#### Document passage
::::::
[HN Gopher] Waiting for PostgreSQL 14 - SEARCH and CYCLE clauses
___________________________________________________________________
Waiting for PostgreSQL 14 - SEARCH and CYCLE clauses
Author : todsacerdoti
Score : 263 points
Date : 2021-02-04 12:17 UTC (10 hours ago)
(HTM) web link (www.depesz.com)
(TXT) w3m dump (www.depesz.com)
| truth_seeker wrote:
| Love it.
|
| Also it would be cool if the computation can be pushed down in
| case of using remote db tables using fdw or db link.
| WJW wrote:
| Is it just me or is this a severe case of "if you only have a
| database, everything looks like a SQL query"? Don't get me wrong,
| I think it's incredible that Postgres is flexible enough to do
| this, but there are better data structures for graphs than
| tables.
|
| If you need to do this at relatively small scale, just load the
| data into memory and don't bother with doing it in the database.
| If you need to do this at large scale, get a dedicated graph
| database. I guess I just don't see the niche where doing it in
| Postgres fits in. Anyone with a real world example? I'd love to
| be proven wrong here since it's definitely cool.
| marcosdumay wrote:
| It's a case of "I want to keep all my data on the same place"
| because nobody has the attention span to manage a relational
| database, a document database, an hierarchical database, and a
| key-value database (did I miss any?). All that while you lose
| atomicity, because your data is now distributed.
|
| Also, data often changes in form, and you don't want to rewrite
| everything to get the data from a different place just because
| its type changed.
::::::
#### Exercise 1
List every row that contains the word "table".

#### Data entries
::::::
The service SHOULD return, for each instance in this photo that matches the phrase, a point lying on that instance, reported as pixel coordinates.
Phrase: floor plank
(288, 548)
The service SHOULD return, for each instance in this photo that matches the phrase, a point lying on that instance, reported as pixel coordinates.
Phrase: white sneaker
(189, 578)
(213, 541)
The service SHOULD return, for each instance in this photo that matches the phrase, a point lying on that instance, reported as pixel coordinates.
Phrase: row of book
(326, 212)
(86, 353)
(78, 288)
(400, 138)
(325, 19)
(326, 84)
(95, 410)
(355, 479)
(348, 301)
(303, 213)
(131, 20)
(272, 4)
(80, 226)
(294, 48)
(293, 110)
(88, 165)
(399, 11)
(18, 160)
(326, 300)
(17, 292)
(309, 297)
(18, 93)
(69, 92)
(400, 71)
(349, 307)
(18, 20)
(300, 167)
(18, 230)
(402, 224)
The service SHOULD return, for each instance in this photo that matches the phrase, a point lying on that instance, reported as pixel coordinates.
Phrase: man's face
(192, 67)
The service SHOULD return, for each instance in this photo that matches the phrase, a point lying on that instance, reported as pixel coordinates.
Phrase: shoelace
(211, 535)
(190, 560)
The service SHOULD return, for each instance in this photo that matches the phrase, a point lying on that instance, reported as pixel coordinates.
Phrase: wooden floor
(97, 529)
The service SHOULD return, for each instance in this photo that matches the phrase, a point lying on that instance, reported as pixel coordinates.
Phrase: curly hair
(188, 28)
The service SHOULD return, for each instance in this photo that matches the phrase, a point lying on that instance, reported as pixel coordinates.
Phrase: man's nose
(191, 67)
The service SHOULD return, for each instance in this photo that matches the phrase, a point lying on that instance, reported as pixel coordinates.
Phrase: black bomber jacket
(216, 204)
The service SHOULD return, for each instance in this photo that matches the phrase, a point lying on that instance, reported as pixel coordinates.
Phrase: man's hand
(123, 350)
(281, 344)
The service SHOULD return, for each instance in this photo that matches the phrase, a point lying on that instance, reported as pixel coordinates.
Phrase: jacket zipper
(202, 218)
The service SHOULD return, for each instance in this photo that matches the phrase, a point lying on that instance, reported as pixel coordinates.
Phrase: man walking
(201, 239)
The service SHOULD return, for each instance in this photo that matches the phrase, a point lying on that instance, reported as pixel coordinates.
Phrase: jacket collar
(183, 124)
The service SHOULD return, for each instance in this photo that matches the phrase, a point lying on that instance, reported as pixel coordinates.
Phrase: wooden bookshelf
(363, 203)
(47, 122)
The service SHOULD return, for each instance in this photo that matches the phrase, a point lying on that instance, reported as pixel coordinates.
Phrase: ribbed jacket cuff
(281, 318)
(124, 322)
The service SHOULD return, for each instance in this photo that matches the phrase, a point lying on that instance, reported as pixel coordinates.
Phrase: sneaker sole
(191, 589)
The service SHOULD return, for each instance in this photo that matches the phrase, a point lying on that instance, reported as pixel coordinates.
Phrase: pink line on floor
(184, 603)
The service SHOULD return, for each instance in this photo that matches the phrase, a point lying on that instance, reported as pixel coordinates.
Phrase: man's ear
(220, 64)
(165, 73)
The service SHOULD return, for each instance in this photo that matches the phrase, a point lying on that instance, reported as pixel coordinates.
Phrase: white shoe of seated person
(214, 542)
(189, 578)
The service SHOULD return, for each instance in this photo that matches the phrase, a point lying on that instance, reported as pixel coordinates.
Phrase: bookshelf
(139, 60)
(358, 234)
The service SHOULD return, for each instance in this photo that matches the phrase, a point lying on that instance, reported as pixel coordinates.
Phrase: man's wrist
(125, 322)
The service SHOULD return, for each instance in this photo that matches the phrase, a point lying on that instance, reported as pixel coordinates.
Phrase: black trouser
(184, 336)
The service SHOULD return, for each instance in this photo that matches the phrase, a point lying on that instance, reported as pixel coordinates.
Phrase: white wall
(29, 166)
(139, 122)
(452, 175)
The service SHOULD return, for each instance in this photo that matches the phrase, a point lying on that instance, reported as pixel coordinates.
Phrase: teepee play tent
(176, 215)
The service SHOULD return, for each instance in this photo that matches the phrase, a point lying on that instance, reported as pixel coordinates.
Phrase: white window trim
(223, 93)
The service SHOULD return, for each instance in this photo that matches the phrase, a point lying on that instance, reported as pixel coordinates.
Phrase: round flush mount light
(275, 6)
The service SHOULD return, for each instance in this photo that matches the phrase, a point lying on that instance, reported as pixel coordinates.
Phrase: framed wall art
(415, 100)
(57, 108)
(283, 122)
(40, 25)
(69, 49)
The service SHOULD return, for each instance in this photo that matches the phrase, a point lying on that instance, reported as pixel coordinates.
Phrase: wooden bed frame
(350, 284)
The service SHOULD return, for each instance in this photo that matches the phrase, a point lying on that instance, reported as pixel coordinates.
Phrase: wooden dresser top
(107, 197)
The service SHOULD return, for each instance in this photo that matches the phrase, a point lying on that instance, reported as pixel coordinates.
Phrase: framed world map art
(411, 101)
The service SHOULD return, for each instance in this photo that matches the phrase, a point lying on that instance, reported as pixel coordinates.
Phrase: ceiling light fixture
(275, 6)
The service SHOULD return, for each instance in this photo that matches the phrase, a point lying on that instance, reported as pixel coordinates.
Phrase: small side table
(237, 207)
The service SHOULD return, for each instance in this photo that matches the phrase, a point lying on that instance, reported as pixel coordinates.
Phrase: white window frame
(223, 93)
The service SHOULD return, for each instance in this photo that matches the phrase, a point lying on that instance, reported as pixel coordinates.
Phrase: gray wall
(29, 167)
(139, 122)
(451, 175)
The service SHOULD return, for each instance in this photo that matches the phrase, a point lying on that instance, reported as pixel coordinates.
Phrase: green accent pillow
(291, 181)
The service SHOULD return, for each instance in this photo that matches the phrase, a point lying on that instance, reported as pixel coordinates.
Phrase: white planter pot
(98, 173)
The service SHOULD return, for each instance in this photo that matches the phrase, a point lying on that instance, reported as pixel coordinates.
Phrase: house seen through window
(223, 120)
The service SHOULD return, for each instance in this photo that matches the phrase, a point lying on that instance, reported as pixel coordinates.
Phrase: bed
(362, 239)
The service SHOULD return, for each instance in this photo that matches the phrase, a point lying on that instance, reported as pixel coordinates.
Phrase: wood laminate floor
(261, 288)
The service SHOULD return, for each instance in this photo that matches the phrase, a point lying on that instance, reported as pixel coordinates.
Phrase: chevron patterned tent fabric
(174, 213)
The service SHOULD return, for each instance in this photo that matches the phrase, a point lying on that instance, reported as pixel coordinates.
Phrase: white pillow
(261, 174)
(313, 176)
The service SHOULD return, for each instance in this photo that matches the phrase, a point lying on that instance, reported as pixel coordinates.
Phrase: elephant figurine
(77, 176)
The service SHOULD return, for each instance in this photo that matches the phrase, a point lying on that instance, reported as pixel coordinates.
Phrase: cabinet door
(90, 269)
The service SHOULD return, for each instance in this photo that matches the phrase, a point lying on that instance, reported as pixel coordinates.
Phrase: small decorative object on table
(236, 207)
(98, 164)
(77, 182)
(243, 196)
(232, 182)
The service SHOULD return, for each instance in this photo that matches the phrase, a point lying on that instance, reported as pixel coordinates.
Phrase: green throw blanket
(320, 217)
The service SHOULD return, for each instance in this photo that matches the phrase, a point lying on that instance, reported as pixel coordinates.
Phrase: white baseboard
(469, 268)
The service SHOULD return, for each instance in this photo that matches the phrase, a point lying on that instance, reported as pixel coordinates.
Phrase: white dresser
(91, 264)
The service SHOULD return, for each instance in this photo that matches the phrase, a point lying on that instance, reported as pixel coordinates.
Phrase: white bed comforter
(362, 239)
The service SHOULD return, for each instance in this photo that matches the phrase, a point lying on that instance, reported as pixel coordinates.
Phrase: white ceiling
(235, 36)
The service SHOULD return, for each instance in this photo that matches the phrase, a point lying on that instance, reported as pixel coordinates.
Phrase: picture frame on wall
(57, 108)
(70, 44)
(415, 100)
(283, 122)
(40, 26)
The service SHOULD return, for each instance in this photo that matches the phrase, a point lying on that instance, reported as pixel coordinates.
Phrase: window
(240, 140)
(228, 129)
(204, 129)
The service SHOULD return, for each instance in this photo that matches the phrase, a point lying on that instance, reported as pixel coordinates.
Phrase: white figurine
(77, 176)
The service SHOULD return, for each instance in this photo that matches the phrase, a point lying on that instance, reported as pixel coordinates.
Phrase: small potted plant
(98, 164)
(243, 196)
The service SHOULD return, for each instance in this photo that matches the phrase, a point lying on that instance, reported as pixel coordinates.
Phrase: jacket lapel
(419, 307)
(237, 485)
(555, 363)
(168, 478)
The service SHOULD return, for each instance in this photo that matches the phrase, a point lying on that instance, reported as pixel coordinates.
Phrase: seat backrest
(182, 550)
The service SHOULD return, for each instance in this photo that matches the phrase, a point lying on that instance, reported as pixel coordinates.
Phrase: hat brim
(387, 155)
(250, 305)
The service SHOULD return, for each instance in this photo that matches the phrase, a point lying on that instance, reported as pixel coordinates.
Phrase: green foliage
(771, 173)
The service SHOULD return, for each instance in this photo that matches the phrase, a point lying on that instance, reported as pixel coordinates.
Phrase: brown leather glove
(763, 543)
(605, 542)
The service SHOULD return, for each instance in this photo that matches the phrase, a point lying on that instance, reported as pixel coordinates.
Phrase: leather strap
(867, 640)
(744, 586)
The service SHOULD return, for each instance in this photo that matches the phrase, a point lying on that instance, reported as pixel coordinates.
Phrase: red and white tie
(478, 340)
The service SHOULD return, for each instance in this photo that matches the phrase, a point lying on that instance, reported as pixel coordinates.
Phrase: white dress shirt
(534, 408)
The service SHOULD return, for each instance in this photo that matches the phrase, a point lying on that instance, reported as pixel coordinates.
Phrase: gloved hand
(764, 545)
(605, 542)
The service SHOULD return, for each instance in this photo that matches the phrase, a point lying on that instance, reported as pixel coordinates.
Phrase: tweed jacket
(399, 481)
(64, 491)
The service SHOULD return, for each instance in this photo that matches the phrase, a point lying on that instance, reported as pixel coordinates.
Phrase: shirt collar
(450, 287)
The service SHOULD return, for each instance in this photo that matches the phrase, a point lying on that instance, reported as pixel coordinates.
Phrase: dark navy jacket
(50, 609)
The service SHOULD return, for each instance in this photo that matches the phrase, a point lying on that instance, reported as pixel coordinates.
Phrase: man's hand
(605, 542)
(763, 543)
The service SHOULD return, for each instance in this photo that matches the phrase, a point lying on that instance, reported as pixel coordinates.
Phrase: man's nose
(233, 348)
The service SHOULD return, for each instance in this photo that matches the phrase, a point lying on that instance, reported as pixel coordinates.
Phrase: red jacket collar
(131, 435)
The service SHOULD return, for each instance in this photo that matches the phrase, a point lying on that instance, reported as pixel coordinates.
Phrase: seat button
::::::
#### Exercise 2
In the thread about PostgreSQL 14, what does WJW recommend for doing this at large scale?

#### Written answer 1
Phrase: small side table
Phrase: small decorative object on table

#### Written answer 2
Get a dedicated graph database.